WRITTEN INSTRUCTION: Turn every line of the records below into a numbered list, leaving out any blank lines.

Recorded data
......
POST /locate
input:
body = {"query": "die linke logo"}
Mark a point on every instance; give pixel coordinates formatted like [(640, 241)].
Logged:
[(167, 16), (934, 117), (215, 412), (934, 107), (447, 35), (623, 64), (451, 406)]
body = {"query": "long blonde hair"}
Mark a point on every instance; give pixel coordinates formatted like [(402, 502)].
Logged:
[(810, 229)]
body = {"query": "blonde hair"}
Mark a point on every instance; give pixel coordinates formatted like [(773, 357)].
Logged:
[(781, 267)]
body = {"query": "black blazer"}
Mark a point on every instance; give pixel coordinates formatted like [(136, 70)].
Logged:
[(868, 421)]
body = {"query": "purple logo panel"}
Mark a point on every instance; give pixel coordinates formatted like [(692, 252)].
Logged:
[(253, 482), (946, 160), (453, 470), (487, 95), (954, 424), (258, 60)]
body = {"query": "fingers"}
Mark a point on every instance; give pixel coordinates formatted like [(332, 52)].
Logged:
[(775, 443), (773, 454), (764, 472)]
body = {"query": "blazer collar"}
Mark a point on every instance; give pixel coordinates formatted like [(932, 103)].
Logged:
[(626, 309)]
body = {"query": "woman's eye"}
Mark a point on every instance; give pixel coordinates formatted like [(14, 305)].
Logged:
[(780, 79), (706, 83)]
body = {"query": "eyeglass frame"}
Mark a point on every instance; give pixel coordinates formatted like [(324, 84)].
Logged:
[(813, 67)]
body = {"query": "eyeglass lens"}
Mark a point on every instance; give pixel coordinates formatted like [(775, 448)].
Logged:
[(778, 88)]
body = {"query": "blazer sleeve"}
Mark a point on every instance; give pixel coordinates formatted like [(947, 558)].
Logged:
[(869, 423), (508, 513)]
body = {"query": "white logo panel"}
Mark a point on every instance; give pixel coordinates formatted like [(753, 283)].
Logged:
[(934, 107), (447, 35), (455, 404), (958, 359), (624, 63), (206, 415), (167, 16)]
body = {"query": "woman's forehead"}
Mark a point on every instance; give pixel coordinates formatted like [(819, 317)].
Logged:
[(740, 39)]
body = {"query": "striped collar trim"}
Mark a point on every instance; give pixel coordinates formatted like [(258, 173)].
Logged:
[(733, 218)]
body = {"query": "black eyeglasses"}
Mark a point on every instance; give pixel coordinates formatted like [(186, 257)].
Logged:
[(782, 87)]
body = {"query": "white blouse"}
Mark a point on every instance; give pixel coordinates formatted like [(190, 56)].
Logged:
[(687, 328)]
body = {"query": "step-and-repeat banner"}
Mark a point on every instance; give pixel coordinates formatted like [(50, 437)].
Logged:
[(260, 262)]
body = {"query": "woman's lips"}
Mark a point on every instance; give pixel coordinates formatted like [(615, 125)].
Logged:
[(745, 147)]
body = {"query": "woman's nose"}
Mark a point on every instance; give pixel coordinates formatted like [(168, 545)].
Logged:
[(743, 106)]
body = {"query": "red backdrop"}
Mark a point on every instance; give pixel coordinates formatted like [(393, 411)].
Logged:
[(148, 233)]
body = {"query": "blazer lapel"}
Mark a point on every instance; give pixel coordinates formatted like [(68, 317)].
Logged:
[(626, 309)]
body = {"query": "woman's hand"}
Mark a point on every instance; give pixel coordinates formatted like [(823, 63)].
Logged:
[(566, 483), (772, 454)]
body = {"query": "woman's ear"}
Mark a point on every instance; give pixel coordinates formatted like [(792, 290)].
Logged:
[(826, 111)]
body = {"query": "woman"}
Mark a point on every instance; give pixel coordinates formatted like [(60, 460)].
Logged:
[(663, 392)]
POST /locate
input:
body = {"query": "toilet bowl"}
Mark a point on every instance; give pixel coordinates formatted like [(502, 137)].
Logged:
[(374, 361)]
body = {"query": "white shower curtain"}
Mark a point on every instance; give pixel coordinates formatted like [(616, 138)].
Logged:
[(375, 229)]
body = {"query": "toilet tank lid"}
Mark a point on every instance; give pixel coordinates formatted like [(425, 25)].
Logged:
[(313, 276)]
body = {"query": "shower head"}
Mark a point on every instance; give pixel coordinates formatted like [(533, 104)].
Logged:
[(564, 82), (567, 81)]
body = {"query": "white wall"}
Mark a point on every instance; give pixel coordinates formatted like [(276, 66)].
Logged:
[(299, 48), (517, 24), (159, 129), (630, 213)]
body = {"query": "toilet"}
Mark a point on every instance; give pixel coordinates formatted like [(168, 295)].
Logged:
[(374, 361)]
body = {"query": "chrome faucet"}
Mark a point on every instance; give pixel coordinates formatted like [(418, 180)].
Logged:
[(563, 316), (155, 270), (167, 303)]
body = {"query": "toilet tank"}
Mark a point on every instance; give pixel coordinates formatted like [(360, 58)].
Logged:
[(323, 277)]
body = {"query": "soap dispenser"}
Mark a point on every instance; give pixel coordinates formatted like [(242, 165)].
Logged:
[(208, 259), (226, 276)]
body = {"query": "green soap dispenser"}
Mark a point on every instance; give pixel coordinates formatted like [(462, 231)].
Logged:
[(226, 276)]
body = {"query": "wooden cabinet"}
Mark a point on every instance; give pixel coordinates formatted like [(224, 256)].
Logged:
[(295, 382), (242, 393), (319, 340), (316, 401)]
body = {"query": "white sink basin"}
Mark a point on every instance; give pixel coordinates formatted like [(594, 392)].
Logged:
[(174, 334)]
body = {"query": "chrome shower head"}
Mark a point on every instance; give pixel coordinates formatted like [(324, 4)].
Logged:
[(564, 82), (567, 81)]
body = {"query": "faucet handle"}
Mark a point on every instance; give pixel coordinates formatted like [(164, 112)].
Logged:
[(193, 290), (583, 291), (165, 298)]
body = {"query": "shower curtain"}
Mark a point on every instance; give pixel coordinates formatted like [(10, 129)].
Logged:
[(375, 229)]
......
COMPLETE RESPONSE:
1. POST /locate
2. input:
3. body = {"query": "die linke logo"}
4. Mark a point on every instance; give pixel coordinates formatted like [(640, 241)].
5. Logged:
6. [(167, 16), (934, 117), (215, 412), (934, 107), (447, 35), (623, 64), (451, 406)]
7. body = {"query": "long blonde hair"}
8. Mark a point on every instance; give pixel coordinates formatted like [(402, 502)].
9. Logged:
10. [(810, 229)]
11. body = {"query": "blonde hair"}
12. Mark a point on every instance; give pixel coordinates formatted like [(773, 357)].
13. Logged:
14. [(781, 267)]
15. body = {"query": "black blazer"}
16. Mark a point on every instance; give pixel coordinates formatted like [(136, 70)].
17. Logged:
18. [(868, 421)]
19. body = {"query": "purple logo panel"}
20. Mark a point on every instance; give pixel coordinates formatted like [(692, 252)].
21. Logged:
22. [(253, 482), (946, 160), (453, 470), (487, 95), (954, 424), (258, 60)]
23. body = {"query": "fingers"}
24. Mark a point on every instance; give pixel coordinates formatted like [(332, 52)].
25. Logged:
26. [(775, 443), (773, 454), (764, 472)]
27. body = {"query": "blazer collar"}
28. Mark a point on every instance; give pixel coordinates formatted like [(932, 103)].
29. Logged:
30. [(626, 309)]
31. body = {"query": "woman's eye"}
32. Mark a point on every instance; give pixel coordinates formatted like [(14, 305)].
33. Logged:
34. [(780, 79), (706, 83)]
35. body = {"query": "eyeglass frame"}
36. Mark a point on every instance; give pixel coordinates formatted like [(324, 84)].
37. Logged:
38. [(813, 67)]
39. body = {"query": "eyeglass lens"}
40. Mark a point on every instance; give pixel coordinates formatted like [(775, 448)].
41. Logged:
42. [(778, 88)]
43. body = {"query": "blazer sleeve"}
44. Mark a point on every instance; give pixel coordinates formatted like [(947, 558)].
45. Logged:
46. [(869, 423), (508, 513)]
47. body = {"query": "white logo panel"}
48. Mark a point on every instance; give pixel coordinates formatted like [(753, 283)].
49. Logged:
50. [(934, 107), (447, 35), (455, 404), (958, 359), (624, 63), (206, 415), (167, 16)]
51. body = {"query": "woman's forehead"}
52. Mark a point on every instance; give pixel coordinates formatted like [(819, 317)].
53. Logged:
54. [(740, 39)]
55. body = {"query": "striped collar trim"}
56. Mark a point on every instance; give pixel coordinates formatted like [(258, 173)].
57. Logged:
58. [(733, 218)]
59. body = {"query": "black eyeglasses"}
60. Mark a point on every instance; give pixel coordinates formatted like [(186, 257)].
61. Logged:
62. [(782, 87)]
63. body = {"query": "white blouse"}
64. Mark a point on every instance; give pixel coordinates formatted like [(190, 56)].
65. Logged:
66. [(687, 328)]
67. body = {"query": "step-and-repeat banner"}
68. Mark a point on every instance; give pixel coordinates formatted like [(50, 437)].
69. Logged:
70. [(260, 262)]
71. body = {"query": "woman's lips"}
72. Mark a point on every instance; give pixel coordinates formatted like [(615, 125)].
73. Logged:
74. [(745, 147)]
75. body = {"query": "woman's nose"}
76. Mark a point on every instance; give pixel coordinates formatted like [(168, 545)].
77. Logged:
78. [(743, 106)]
79. body = {"query": "red backdrop"}
80. Mark a point on every instance; give pixel coordinates formatted like [(393, 411)].
81. Logged:
82. [(148, 233)]
83. body = {"query": "blazer lapel"}
84. Mark a point on every instance; give pixel coordinates formatted like [(68, 317)].
85. Logged:
86. [(626, 309)]
87. body = {"query": "woman's hand"}
88. Mark a point on every instance; give pixel coordinates formatted like [(823, 63)].
89. Logged:
90. [(566, 483), (772, 454)]
91. body = {"query": "woman's ear"}
92. Mark a point on every instance; give pixel coordinates formatted like [(792, 290)].
93. Logged:
94. [(826, 111)]
95. body = {"query": "woman"}
96. Mark a point on every instance; give pixel coordinates formatted like [(60, 460)].
97. Logged:
98. [(663, 392)]
99. POST /locate
100. input:
101. body = {"query": "toilet bowl"}
102. Mark a point on every instance; give pixel coordinates formatted like [(502, 137)].
103. Logged:
104. [(374, 361)]
105. body = {"query": "white shower curtain"}
106. Mark a point on every instance; give pixel coordinates formatted like [(616, 138)].
107. Logged:
108. [(375, 229)]
109. body = {"query": "toilet tank lid"}
110. Mark a point on every instance; give pixel coordinates formatted like [(425, 25)].
111. Logged:
112. [(313, 276)]
113. body = {"query": "shower head"}
114. Mark a point on every instance; give pixel coordinates formatted like [(533, 104)].
115. Logged:
116. [(564, 82), (567, 81)]
117. body = {"query": "white wall"}
118. Mark a point on every instance; give pixel coordinates formatted like [(276, 66)].
119. Logged:
120. [(299, 48), (517, 24), (159, 129), (630, 213)]
121. body = {"query": "toilet"}
122. Mark a point on every instance; give pixel coordinates formatted like [(168, 295)].
123. Logged:
124. [(374, 361)]
125. body = {"query": "chrome faucet"}
126. Mark a point on every instance; give pixel coordinates formatted like [(418, 180)].
127. Logged:
128. [(563, 316), (155, 270), (167, 303)]
129. body = {"query": "toilet tank"}
130. Mark a point on every instance; give pixel coordinates formatted like [(360, 58)].
131. Logged:
132. [(323, 277)]
133. body = {"query": "soap dispenser"}
134. Mark a point on every instance; give pixel coordinates formatted like [(242, 165)].
135. Logged:
136. [(208, 259), (226, 276)]
137. body = {"query": "green soap dispenser"}
138. Mark a point on every instance; give pixel coordinates formatted like [(462, 231)].
139. Logged:
140. [(226, 276)]
141. body = {"query": "wooden cabinet"}
142. Mark a point on every instance; give pixel coordinates formatted like [(224, 256)].
143. Logged:
144. [(295, 382), (242, 393), (319, 340), (316, 401)]
145. body = {"query": "white sink basin"}
146. Mark a point on every instance; give pixel coordinates formatted like [(594, 392)].
147. Logged:
148. [(174, 334)]
149. body = {"query": "chrome shower head"}
150. Mark a point on every instance; give pixel coordinates formatted like [(324, 4)].
151. Logged:
152. [(564, 82), (567, 81)]
153. body = {"query": "faucet handle"}
154. Mark a point on every instance; give pixel coordinates formatted like [(164, 112)].
155. Logged:
156. [(193, 290), (583, 291), (165, 298)]
157. body = {"query": "shower curtain"}
158. Mark a point on every instance; give pixel coordinates formatted like [(10, 129)].
159. Logged:
160. [(375, 229)]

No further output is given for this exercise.